**QUÉ HACER:**
A. Indica si cada afirmación concuerda con el texto sobre la película Vice: (i) Vice se estrenó la semana pasada; (ii) el autor recuerda tres títulos españoles recientes de cine político; (iii) El reino es de 2016. Responde sí o no a cada una y cita entre comillas las palabras del texto que lo deciden.
B. Según el texto sobre la película Vice, explica en una a tres oraciones por qué el autor envidia a los creadores norteamericanos.
C. Continúa el texto sobre la película Vice a partir de su última oración.

**FRAGMENTO DEL TEXTO:**
______
El vicio del poder o la farsa de la democracia
Siempre he envidiado de los creadores norteamericanos, y muy especialmente de los audiovisuales, su capacidad crítica con el sistema. A diferencia de nosotros, y hablo muy en particular de los españoles, que solemos hablar en voz baja de todo aquello que nos escuece, los estadounidenses nos han dado frecuentes y brillantes ejemplos de obras cinematográficas en las que dejan desnudo al emperador y muestran al mundo, no sé si con un cierto cinismo, las miserias de su realidad política. Vice, titulada aquí de manera muy facilona El vicio del poder, estrenada la semana pasada, es el más reciente ejemplo de cómo en la pantalla podemos ver las cloacas del régimen, esas que nuestro país solo adivinamos a través del espectáculo limitado que generan ciertos medios de comunicación y alguna tertulia televisiva. Solo recuerdo dos recientes títulos españoles que han intentado emular este tipo de cine político, al estilo del Oliver Stone de sus mejores tiempos. Me refiero a El hombre de las mil caras (Alberto Rodríguez, 2016) y a la más reciente El reino (Rodrigo Sorogoyen, 2018).
______
**DATOS MOSTRADOS:**
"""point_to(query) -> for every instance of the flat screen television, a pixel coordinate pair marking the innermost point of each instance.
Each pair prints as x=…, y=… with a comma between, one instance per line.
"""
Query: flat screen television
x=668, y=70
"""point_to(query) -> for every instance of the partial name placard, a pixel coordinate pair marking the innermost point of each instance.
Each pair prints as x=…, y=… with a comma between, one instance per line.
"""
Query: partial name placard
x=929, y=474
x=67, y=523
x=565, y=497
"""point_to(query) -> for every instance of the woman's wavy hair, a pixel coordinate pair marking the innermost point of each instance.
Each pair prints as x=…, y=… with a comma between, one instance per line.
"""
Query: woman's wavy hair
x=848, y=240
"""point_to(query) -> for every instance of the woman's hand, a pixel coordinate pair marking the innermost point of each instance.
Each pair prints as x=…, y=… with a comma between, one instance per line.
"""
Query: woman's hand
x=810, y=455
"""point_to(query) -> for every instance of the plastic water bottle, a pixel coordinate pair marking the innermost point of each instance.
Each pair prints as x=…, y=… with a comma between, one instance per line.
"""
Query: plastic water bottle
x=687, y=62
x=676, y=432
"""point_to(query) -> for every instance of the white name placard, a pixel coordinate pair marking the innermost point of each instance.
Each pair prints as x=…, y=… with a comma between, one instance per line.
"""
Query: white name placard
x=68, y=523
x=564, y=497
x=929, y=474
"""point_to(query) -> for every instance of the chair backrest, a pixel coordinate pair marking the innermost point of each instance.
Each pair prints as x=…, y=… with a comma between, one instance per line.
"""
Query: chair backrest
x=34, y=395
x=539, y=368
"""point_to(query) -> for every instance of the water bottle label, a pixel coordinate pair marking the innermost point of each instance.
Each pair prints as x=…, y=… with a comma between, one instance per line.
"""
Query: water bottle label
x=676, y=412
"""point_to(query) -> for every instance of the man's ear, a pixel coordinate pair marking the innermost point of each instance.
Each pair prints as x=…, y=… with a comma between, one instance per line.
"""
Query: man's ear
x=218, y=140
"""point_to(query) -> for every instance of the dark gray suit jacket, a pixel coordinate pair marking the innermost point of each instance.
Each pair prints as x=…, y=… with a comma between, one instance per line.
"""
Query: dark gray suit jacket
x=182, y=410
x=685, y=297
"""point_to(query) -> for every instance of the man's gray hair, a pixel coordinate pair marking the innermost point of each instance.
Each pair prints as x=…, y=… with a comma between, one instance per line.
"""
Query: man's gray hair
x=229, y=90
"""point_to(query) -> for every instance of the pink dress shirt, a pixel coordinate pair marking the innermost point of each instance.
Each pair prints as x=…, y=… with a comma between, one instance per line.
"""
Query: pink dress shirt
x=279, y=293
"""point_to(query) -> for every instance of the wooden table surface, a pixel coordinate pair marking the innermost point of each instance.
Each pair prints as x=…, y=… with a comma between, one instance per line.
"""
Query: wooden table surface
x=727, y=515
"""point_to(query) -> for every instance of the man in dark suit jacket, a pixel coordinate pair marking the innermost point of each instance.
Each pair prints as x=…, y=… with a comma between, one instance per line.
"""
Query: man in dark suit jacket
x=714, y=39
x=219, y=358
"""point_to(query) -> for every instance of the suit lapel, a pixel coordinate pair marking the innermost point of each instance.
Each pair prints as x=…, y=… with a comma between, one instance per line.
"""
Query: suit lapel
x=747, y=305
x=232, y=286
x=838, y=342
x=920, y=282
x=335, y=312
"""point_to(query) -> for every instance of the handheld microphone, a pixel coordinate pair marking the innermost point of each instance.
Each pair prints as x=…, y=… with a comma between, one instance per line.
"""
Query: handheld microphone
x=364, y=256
______
**RESPUESTAS NUMERADAS:**
A.
(i) Sí: "estrenada la semana pasada".
(ii) No: "Solo recuerdo dos recientes títulos españoles".
(iii) No: "El reino (Rodrigo Sorogoyen, 2018)".

B. Los envidia por su capacidad crítica con el sistema. A diferencia de los españoles, que suelen hablar en voz baja de lo que les escuece, los estadounidenses han dado frecuentes y brillantes ejemplos de películas que muestran al mundo las miserias de su realidad política.

C.
Vice no es solo el retrato trepidante de una figura política aparentemente mediocre y que en la práctica manejó más hilos de lo que suponíamos, sino que se convierte en todo una escenificación, en ocasiones cercana a la farsa, sobre cómo funciona el poder en sociedades que, me temo, solo son aparentemente democráticas. Adam McKay, guionista y director de esta película que seguraremente acaparará muchos premios de la temporada, nos sumerge, con un ritmo frenético, en una espiral de acontecimientos en la que con precisión se va entrelazando lo privado y lo público, lo vivido y lo representado, lo recreado y lo documental. Como si asistiéramos a una especie de reality que nos permite descubrir las entrañas de la casa pública, y con golpes de efecto contundentes como el falso final que hace que despertemos a mitad de la representación, la película nos desvela la figura de Dick Cheney, vicepresidente norteamericano con George Bush, y con él, las enredaderas del poder que, por supuesto, y por si alguien a estas alturas tenía alguna duda, es cosa de hombres. Porque una de las cosas que bien muestra esta historia es cómo el poder acaba siendo una sucesión de pactos, explícitos e implícitos, entre varones, por más que, como sucede en el caso de Cheney, haya mujeres en papeles secundarios y decisivos. No cabe duda de que Lynn Cheney, la esposa a la que desde un primer momento vemos como principal artífice de lo que llegaría a ser su marido, merecería ella sola un biopic. La actriz Amy Adams la encarna sin estridencias y con unas miradas que hablan por sí solas, con esos silencios que solo las primeras damas son capaces de convertir en rotundo discurso.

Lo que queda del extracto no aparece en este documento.